■ **Consegna**:
Rispondi alle domande sul brano dedicato alla sepoltura del generale Di Niro.
(a) In quale cimitero è stata tumulata la salma?
(b) Quanti anni aveva il generale Di Niro?
(c) Quale agenzia di pompe funebri si è occupata delle incombenze al cimitero?

È stata tumulata nella mattinata di ieri, presso il cimitero di Campobasso, nel loculo che la mamma aveva acquistato e riservato per sé, nell’ora della sua morte, per essere vicina al marito, maresciallo dei Carabinieri scomparso alcuni anni fa, la salma del generale dell’Arma Gianluca Di Niro, originario del capoluogo regionale ma, per motivi di lavoro, residente a Roma, presso la scuola ufficiali ove è deceduto nella giornata di sabato.
È stato padre Giancarlo Li Quadri Cassini, parroco della parrocchia di Sant’Antonio di Padova, in qualità di vicario del Convento San Giovanni Battista, a somministrare la benedizione nei locali della sala mortuaria del luogo di culto cittadino (adiacenti il piazzale intitolato ad un altro carabiniere, Elio Di Mella, ucciso in un agguato di camorra), ove il feretro era giunto nella serata precedente proveniente dalla capitale, dove si era svolta la cerimonia funebre, trasportato dalla stessa impresa che aveva riportato nel Molise le spoglie del giovane caporalmaggiore dell’esercito, Alessandro Di Lisio, morto in Afghanistan otto anni fa, nel luglio del 2009.
Sono stati i lavoratori dell’agenzia locale di pompe funebri “La Monforte” di Domenco Clera ad occuparsi delle incombenze al cimitero, alla presenza dei familiari e di numerosi rappresentanti dell’Arma, locale e non, che hanno voluto rendere l’estremo saluto all’ufficiale scomparso prematuramente.
Aveva, infatti, solo 51 anni il generale Di Niro, che nel corso della sua brillante e folgorante carriera ha toccato numerosi centri, particolarmente dell’Abruzzo, al quale si sentiva felicemente legato, ma anche Reggio Calabria ove ha svolto un lavoro consistente e ricco di ottimi risultati nella lotta alla ‘ndrangheta.
Proprio nella regione confinante, una volta unita al Molise, Gianluca Di Niro, colpito da un male tremendo un paio di anni fa, e che l’ha condotto alla morte, ha trascorso gli anni più belli e significativi del suo radioso cammino al servizio dello Stato.

■ **Informazioni riportate**:
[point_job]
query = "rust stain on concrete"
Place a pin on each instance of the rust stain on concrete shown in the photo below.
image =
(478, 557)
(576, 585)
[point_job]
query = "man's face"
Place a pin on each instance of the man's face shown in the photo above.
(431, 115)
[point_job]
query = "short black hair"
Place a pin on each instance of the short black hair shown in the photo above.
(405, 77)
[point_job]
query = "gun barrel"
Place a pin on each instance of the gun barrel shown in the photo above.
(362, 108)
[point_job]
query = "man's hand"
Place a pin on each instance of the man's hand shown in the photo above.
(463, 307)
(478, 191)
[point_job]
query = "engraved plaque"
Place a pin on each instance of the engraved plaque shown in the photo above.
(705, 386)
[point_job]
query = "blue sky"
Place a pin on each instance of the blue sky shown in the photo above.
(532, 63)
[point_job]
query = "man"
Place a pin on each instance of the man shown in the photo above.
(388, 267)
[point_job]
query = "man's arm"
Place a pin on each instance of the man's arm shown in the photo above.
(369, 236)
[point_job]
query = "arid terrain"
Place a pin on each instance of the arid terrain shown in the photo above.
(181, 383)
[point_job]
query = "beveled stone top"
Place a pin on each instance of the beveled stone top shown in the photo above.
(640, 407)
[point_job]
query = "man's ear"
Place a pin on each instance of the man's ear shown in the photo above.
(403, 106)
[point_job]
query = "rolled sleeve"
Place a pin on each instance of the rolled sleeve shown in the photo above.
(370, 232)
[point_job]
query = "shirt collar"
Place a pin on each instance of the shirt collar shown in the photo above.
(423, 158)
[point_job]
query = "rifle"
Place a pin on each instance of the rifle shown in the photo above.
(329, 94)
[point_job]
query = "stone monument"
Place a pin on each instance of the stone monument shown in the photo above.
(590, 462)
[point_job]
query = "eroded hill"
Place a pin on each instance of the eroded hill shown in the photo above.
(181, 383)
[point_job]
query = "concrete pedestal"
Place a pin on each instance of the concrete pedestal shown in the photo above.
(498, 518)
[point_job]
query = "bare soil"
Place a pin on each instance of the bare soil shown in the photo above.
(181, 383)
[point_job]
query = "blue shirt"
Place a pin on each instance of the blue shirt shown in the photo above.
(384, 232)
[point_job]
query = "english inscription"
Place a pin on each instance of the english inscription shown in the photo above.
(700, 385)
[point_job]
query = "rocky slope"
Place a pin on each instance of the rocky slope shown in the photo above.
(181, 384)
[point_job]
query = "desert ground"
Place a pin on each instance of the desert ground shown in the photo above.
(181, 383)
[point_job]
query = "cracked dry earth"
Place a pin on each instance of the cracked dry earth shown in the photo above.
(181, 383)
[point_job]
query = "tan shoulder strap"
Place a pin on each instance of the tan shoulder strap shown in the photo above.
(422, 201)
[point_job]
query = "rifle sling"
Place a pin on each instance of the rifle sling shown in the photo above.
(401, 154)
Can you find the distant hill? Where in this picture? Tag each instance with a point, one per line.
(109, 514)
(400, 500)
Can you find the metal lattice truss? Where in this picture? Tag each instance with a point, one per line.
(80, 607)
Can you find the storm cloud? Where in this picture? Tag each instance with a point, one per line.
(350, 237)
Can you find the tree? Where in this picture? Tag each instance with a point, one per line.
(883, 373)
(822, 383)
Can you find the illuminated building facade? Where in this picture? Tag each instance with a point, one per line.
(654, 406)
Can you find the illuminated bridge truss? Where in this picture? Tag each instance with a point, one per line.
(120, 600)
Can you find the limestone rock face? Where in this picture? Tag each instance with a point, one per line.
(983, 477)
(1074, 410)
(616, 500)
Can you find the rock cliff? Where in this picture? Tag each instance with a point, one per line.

■ **Soluzione dell'esercizio**:
(a) Nel cimitero di Campobasso.
(b) 51 anni.
(c) L'agenzia locale "La Monforte".